**Problems and tasks**
- a) In the blog posts on market research and radio, which public radio program is Ira Glass associated with?
- b) Continue the blog posts on market research and radio, picking up right after their final sentence.

Coleman, Arbitron, and Media Monitors also quite rightly point out that the study says nothing about the impact of high commercial loads on the brand.

The research partners promise further analyses in 2012. Hopefully, we’ll get more insight into how spots and other content affect not just audience levels but actual switching behavior.

The “No Research” Legacy of Steve Jobs

November 13, 2011 Leave a comment

As a researcher, it’s a little dispiriting to hear the constant refrain that Steve Jobs achieved his remarkable string of successes without any market research.   And it’s positively frightening to think that thousands of less-talented entrepreneurs will blindly follow Jobs’ example of working without a net, only to come crashing down to earth.

But it is worth setting the record straight.  Apple has used market research, though perhaps not in the traditional sense of the word (much to their credit). As recently as May of this year, they launched the Apple Customer Pulse panel among consumers who own Apple products.  And while they may not have used outside researchers to help them develop new products, they appear to have had a rigourous design process built around the needs of the consumer. In Jobs’ own words, “It’s not the consumers’ job to know what they want… we figure out what we want. And I think we’re pretty good at having the right discipline to think through whether a lot of other people are going to want it [emphasis mine].” And then there were those iPhone prototypes that Apple employees carelessly left at bars – presumably artifacts from internal product testing. All of this counts as market research, if only by another name and outside the box that market researchers typically use to confine their craft.

More accurately, Job’s legacy is that most traditional market research is useless when it comes to designing new products—after all, consumers can only comment on those things for which they have a frame of reference.  But it’s also true that research that digs beneath the surface of what consumers say, and focuses on understanding  their needs and motivations can inspire the development of innovative and successful products.  Maybe Jobs and Apple could have used more of that kind of research when they designed some of their less successful offerings… like Ping and Apple TV.

Categories: State of research Tags: ,

“Who cares if radio survives? Something else will happen.”

November 13, 2011 2 comments

This is one of my favourite new quotes. It’s from Ira Glass of public radio’s “This American Life” in a recent public forum.  Though I’m sure a few folks who own broadcast licenses would disagree, there’s an essential truth and an implicit hope here for the rest of us who are attached to the radio business one way or another.

A 1997 photo of Ira Glass: in 2011, might we suggest that radio can have pictures too?

Radio as we know it is changing in a way that we may not even recognize it a few years from now.  Radio that emanates from the broadcast tower may even fade away—though I personally suspect it will be around longer than some pundits predict.  But, even if those towers do go down, something similar will inevitably rise up from the ashes.

I’m convinced that listener research can play a big role in understanding these changes and identifying new opportunities. But it will take a vastly different approach than most of the radio research that’s done today.

**Given information**
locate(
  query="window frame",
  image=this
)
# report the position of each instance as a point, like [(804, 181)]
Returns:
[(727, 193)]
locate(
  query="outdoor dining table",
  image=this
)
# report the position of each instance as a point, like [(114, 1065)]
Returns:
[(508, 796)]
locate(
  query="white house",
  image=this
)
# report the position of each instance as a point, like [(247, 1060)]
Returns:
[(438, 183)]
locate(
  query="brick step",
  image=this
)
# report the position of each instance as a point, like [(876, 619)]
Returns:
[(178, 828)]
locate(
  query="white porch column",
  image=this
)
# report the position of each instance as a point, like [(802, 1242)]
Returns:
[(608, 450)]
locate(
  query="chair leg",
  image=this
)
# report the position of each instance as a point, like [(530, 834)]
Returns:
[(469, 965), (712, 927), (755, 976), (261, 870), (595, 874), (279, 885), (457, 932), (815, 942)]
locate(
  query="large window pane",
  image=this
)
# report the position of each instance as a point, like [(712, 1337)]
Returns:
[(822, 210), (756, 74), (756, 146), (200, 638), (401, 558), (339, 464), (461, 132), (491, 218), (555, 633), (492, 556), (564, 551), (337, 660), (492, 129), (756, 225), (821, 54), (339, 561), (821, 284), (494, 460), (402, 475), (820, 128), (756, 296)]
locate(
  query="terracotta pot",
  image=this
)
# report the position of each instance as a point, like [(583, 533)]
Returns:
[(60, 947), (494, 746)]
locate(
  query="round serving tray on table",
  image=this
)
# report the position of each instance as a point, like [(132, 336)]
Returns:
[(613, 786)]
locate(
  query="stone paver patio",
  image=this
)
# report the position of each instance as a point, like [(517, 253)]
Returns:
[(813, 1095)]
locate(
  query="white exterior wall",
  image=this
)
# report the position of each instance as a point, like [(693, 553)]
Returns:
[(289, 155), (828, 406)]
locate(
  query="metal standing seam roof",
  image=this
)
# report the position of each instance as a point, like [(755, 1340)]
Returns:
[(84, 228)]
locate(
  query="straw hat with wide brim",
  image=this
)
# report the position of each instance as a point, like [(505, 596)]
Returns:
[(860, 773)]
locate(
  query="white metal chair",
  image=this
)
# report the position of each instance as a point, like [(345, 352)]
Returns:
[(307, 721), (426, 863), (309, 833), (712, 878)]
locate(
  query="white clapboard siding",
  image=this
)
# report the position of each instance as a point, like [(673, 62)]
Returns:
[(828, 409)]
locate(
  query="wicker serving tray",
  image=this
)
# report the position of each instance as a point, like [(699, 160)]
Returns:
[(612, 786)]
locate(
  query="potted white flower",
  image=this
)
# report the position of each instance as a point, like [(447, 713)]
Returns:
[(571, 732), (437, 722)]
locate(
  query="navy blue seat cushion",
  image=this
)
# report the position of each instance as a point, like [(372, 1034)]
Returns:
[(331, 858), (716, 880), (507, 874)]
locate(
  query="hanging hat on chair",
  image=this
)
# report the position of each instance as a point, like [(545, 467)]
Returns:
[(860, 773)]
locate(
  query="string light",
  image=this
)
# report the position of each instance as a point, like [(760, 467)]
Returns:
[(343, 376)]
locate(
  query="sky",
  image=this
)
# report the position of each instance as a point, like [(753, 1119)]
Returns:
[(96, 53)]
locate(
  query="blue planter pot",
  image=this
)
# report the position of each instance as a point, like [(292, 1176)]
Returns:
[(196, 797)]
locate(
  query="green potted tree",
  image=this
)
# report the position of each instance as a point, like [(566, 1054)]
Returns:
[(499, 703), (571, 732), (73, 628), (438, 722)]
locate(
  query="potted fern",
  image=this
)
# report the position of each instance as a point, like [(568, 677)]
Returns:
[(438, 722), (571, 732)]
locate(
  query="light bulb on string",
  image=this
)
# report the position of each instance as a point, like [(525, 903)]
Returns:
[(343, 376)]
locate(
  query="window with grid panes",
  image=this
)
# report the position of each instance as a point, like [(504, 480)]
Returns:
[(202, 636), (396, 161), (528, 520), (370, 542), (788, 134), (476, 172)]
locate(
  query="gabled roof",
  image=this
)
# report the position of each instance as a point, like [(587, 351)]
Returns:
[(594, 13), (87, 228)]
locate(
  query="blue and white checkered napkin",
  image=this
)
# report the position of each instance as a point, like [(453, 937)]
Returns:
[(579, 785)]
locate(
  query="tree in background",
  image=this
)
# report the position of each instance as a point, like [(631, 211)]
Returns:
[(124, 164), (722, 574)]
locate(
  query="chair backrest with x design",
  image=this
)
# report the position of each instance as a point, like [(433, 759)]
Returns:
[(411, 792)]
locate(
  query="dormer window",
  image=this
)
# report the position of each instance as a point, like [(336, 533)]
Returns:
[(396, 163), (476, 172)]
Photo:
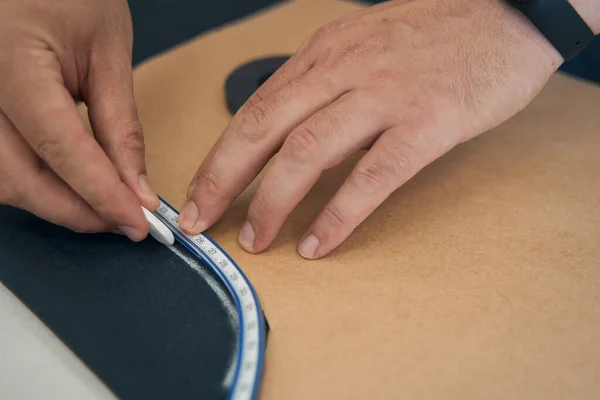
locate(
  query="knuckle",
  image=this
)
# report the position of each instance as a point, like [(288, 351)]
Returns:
[(208, 183), (302, 145), (335, 217), (382, 173), (53, 152), (261, 208), (132, 137), (256, 118)]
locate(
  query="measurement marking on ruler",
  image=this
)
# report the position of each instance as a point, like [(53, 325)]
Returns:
[(251, 342)]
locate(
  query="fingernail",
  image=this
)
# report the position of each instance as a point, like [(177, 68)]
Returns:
[(131, 233), (188, 216), (308, 247), (146, 188), (246, 237), (118, 231)]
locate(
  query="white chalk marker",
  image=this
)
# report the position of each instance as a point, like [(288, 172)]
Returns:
[(158, 230)]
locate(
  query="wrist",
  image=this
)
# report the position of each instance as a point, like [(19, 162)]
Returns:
[(589, 10)]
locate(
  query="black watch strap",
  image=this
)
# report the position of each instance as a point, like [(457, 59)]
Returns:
[(559, 22)]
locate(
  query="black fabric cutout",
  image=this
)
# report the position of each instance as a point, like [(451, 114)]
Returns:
[(145, 322)]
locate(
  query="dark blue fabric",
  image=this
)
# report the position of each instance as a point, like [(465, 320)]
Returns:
[(162, 24), (143, 321)]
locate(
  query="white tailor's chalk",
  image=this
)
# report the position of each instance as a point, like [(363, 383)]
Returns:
[(158, 230)]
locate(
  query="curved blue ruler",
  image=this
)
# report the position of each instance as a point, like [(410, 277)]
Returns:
[(252, 339)]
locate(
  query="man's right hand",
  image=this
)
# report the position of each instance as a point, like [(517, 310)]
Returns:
[(52, 52)]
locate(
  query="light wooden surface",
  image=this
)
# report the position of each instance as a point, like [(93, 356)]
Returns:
[(480, 278)]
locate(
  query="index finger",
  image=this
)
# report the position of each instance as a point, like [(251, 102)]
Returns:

**Outputs**
- a) "This American Life."

- b)
The questions are no longer “what station do you think of first for [insert attribute here]” but more like “given all the other media alternatives available today, what is it about [insert type of radio here – AM/FM radio, Pandora, podcasts etc.] that gives it its value to you.”

How, and to whom, you ask the questions also has to change. You can’t expect to get the insights from the dinner-hour interruption of a random landline telephone call that you can get out of a two-way conversation with an engaged consumer.  And that conversation could take place where the consumer listens to whatever they listen to, in an online/mobile community of which they are a member, or any other mutually agreed upon setting.

The key is staying open to all the possibilities, with the resolve to be on the side of the survivors, wherever that might lead you.

Is Radio Ready to Manage the Data Deluge?

October 15, 2011 Leave a comment

IDC estimates that mankind will create 1.8 zettabytes of data in 2011. That’s 1.8 trillion gigabytes, some 9 times greater than the amount of data we generated as recently as 5 years ago.

The sheer volume of data, and the race to harness its value, has potential to be a game-changer for  all sorts of industries. And that includes radio. We now have more decision-making information at our disposal than ever—PPM, cost effective online survey options, chatter on social networks, and transactional data from radio’s digital extensions (not just the station website or Facebook page, but also apps and complementary web services to broadcast such as Radio DNS).

The whole notion of “Big Data” holds huge promise, but also raises big questions. How can we keep up—capturing and storing all that data? How do we take data from different sources and combine them into a coherent whole? How do we filter, process and communicate the data to provide timely, relevant information for decision-makers? And maybe the biggest question of all—is radio willing and able to face these challenges?  Other sectors, including the digital media, are already well down that road.

Starting the Conversation with a New Launch

August 21, 2011 Leave a comment

Lost in all the buzz surrounding Merlin Media’s new FM News stations in New York and Chicago have been the listener polls they have placed on their (still rudimentary) websites.

There’s a web page on each station site where their morning news anchor asks listeners to respond to a handful of questions to get their input on the station. Interestingly, the questions are presented in a poll format where you can “vote” and view results to date. (Sidenote: despite what appears to be a female-based format, at I write this, 79.2% of those responding to the FM News 101.9 poll were men.)

I suspect that the main purpose of this “research” is marketing. Both web pages boldly announce that “We’re building FM News 101.1/101.9 just for YOU!” And, with all the brains and resources behind these launches, you would think they could do a bit better job if research was their job one. (And maybe they are, somewhere behind the curtain.)

The idea is intriguing. New stations like these that venture into uncharted terrain could clearly benefit from listener feedback to help them refine their programming. There a number of ways they could do this: online bulletin boards conducted over a period of several days, a larger panel selected from the target to give a quantitative assessment, etc.  With all the “Format Finder” studies that have conducted over the past 30 years or so, how come you don’t hear much about “Format Fixer” studies before or immediately after a station launches?

Closing the Engagement Gap

August 7, 2011 7 comments

Fred Jacobs invoked the 80:20 rule this past week to blog about the value of conducting research on loyal, committed  listeners.  He makes some great points. It also struck me that he might be on to something that could help close the PPM engagement gap.

PPM is re-writing the rulebook for North American radio by placing more emphasis on exposure, and less on engagement. Listeners no longer have to be sufficiently engaged in a station to remember listening to it, they only need to be exposed to the signal. And so it is that low engagement, mass appeal music machines tend to do better in PPM than in diary.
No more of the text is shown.